SOURCE MATERIAL >>
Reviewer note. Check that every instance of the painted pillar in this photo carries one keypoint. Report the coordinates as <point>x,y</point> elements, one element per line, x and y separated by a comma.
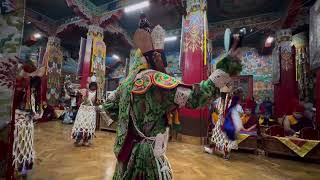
<point>53,58</point>
<point>94,60</point>
<point>11,28</point>
<point>193,64</point>
<point>318,98</point>
<point>286,90</point>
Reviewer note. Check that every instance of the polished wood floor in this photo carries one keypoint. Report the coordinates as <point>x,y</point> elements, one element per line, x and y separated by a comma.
<point>58,159</point>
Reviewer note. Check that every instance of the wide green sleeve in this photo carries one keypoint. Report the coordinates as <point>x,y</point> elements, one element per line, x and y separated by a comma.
<point>112,102</point>
<point>201,94</point>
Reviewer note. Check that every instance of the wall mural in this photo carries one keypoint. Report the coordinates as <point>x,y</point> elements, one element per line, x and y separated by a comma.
<point>258,66</point>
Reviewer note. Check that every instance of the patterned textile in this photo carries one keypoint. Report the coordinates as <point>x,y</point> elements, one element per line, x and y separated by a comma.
<point>275,66</point>
<point>300,146</point>
<point>242,137</point>
<point>23,149</point>
<point>141,162</point>
<point>98,63</point>
<point>85,122</point>
<point>220,139</point>
<point>53,61</point>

EXERCISE REQUIREMENTS >> Could you print the material above word for word and skip the images?

TASK RESPONSE >>
Reviewer note. Check that every instance of the painted pillar in this photo carries one keypoint. Report the coordinates as <point>x,y</point> elements, one element per line, x and y separated by a comma.
<point>53,58</point>
<point>94,60</point>
<point>11,28</point>
<point>193,64</point>
<point>318,98</point>
<point>286,90</point>
Reviewer note. Check that every instance of the polished wood floor in this photo carries one keypoint. Report the coordinates as <point>x,y</point> elements, one element per line, x and y separated by a comma.
<point>58,159</point>
Reviewer note. Check that every instance of the wide green sleeve in this photo carries one keypoint. Report the coordinates as <point>x,y</point> elements, one element per line, x and y separated by a comma.
<point>112,102</point>
<point>201,94</point>
Reviewer note. Check that every instance of the wall mural in this photo carries one keypoint. Report the coordinates as <point>x,y</point> elements, one element per line, x and y separated by a comma.
<point>258,66</point>
Reviewer note. Check that every instance of the patterned textile in this photo carries one keypoint. Report the coordinates as <point>x,y</point> elements, one element per line, x and y separated by a comma.
<point>275,66</point>
<point>300,146</point>
<point>242,137</point>
<point>23,149</point>
<point>141,162</point>
<point>98,63</point>
<point>85,122</point>
<point>220,139</point>
<point>53,61</point>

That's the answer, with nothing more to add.